+++ Kutipan Teks +++
Didalam hati yang bersih, iman tumbuh dan berkembang.
Ia menebarkan cahaya keseluruh anggota badan lahir batin. Kalau indicator
manusia berakhlak adalah manusia yang tertanam didalam hatinya iman yang kokoh,
maka tasawuf adalah upaya bagaimana kait-kiat agar iman itu istiqamah dan tetap
kokoh.
E.
AKHLAK ISLAM
DALAM KAITANNYA DENGAN STATUS PRIBADI
1.
Sumber dan
Ciri Akhlak Islam
Persoalan Akhlak didalam islam banyak dibicarakan dan
dimuat pada Al-qur`an dan Al-Hadits. Sumber tersebut merupakan batasan-batasan
dalam tindakan sehari-hari bagi manusia. Ada
yang menjelaskan arti baik dan buruk. Memberi informasi kepada umat, apa yang
semestinya harus diperbuat dan bagaimana harus bertindak. Sehingga dengan mudah
dapat diketahui, apakah perbuatan itu terpuji atau tercela, benar atau salah. Kita
telah mengetahui bahwa Akhlak islam merupakan system moral/Akhlak yang
berdasarkan islam, yakni bertitik tolak dari Aqidah yang diwahyukan Allah pada
nabi/Rasulnya yang kemudian agar disampaikan kepada umatnya.
Dalam ajaran islam memelihara terhadap sifat terpuji
dan ada cirri-ciri Akhlak islamiyah yaitu:
1.
Kebajikan yang mutlak
Islam menjamin kebajikan mutlak karena islam telah menciptakan akhlak
yang luhur. Ia menjamin kebajikan yang murni baik untuk perorangan atau
masyarakat pada setiap keadaan, dan waktu bagaimanapun. Sebaliknya akhlak atau
etika yang diciptakan manusia, tidak dapat menjamin kebajikan dan hanya
mementingkan diri sendiri.
2.
Kebaikan yang menyeluruh
Akhlak islami menjamin kebaikan untuk seluruh umat manusia, baik segala
jaman, semua tempat, mudah karena tidak mengandung kesulitan dan tidak
mengandung perintah berat yang tidak dikerjakan oleh umat manusia diluar
kemampuannya.
3.
+++
__Petunjuk Tugas 1__
Ringkaslah kutipan tentang akhlak Islam di atas dalam dua kalimat.
Kutipan dan baris-baris data tersebut tidak saling berkaitan.
+++ Data Masukan +++
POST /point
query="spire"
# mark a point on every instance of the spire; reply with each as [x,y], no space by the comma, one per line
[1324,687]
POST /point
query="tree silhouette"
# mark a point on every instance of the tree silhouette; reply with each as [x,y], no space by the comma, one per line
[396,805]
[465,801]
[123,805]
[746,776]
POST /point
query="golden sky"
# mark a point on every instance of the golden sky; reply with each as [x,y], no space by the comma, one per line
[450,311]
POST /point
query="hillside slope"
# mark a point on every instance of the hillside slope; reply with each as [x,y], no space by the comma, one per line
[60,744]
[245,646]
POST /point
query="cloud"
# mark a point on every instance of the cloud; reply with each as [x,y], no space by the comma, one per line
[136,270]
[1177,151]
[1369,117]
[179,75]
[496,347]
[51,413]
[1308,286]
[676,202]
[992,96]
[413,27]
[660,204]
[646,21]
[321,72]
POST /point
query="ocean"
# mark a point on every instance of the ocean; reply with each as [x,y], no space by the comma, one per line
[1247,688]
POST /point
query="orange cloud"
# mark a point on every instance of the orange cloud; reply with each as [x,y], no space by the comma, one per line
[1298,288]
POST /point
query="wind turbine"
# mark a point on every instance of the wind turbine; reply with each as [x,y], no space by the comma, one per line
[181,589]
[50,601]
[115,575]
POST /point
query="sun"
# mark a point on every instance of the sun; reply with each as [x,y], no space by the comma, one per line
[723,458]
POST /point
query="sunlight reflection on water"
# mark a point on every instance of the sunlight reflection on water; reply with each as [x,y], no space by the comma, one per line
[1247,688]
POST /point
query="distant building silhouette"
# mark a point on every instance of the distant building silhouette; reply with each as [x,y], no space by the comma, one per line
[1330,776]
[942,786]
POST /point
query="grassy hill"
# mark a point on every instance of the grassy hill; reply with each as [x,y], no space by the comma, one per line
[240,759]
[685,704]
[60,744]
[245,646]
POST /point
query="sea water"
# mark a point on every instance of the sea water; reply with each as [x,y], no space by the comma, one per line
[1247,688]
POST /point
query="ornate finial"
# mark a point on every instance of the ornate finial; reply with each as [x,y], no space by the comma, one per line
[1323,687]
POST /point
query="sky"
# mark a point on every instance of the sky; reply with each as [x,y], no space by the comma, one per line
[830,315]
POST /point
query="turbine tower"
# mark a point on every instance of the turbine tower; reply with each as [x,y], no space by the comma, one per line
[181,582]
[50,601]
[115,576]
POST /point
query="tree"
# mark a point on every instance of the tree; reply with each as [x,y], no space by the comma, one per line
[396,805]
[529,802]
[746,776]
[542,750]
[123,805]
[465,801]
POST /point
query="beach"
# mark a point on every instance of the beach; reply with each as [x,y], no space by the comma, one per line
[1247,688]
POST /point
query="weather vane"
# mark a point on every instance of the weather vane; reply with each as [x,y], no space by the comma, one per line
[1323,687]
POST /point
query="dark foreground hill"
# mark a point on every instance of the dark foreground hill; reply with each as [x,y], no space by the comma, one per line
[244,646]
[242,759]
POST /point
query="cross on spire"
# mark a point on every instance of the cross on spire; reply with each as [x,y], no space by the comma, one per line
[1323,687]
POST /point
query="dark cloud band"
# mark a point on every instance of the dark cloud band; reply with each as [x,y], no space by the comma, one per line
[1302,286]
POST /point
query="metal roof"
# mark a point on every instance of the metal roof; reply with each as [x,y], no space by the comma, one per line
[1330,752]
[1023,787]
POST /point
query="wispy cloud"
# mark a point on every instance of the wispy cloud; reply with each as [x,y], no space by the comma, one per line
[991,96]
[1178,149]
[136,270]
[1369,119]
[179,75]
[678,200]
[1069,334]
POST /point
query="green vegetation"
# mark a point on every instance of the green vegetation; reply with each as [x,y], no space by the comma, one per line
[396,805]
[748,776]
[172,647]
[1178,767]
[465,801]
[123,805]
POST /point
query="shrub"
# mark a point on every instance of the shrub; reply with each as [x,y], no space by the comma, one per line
+++
__Petunjuk Tugas 2__
Sebutkan jumlah baris dalam data di atas yang memuat string "golden", dengan membedakan huruf besar dan huruf kecil. Tuliskan angkanya saja.

__Jawaban Benar 1__
Iman tumbuh di dalam hati yang bersih, dan tasawuf merupakan upaya agar iman tetap istiqamah dan kokoh, sedangkan akhlak Islam bersumber dari Al-Qur'an dan Al-Hadits serta bertitik tolak dari aqidah yang diwahyukan Allah kepada Rasul-Nya. Ciri akhlak Islam yang disebutkan ialah kebajikan yang mutlak, yang menjamin kebajikan murni bagi perorangan maupun masyarakat, serta kebaikan yang menyeluruh bagi seluruh umat manusia tanpa perintah berat di luar kemampuan mereka.

__Jawaban Benar 2__
2